Assignment
From start to end, write out the following data exactly, apart from its images.

<<<<

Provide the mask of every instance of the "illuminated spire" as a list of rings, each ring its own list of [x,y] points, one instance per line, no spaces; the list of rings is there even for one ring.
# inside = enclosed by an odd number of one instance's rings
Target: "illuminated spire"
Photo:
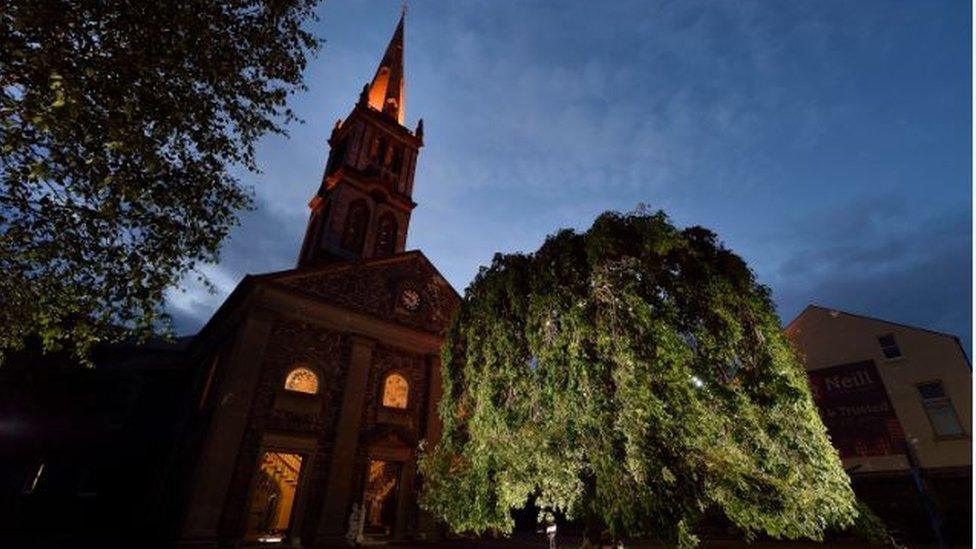
[[[369,85],[369,106],[392,116],[401,126],[406,113],[403,89],[403,20],[406,14],[404,6],[400,13],[400,23],[393,32],[383,60],[376,69],[376,76]]]

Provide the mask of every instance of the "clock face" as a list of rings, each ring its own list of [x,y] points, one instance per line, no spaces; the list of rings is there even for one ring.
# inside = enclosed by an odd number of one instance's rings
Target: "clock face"
[[[406,289],[400,293],[400,304],[411,313],[420,309],[421,301],[420,293],[417,290]]]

>>>>

Exercise result
Provide the mask of every instance of the "illuminated spire" as a list of rings, each ring its own list of [x,y] points, one instance per line, no spaces; the list of rings is there even for one ring.
# inside = enclosed by an odd number of one instance's rings
Target: "illuminated spire"
Photo:
[[[369,85],[369,106],[392,116],[401,126],[406,113],[403,89],[403,20],[406,14],[404,6],[400,13],[400,23],[393,32],[383,60],[376,69],[376,76]]]

Provide the mask of every instance of the "clock face" as a list of rings, each ring its own list of [x,y] points, one instance per line, no spaces; the list of rings is there even for one ring.
# inside = enclosed by an odd number of one instance's rings
Target: "clock face"
[[[406,289],[400,293],[400,304],[411,313],[420,309],[421,301],[420,293],[417,290]]]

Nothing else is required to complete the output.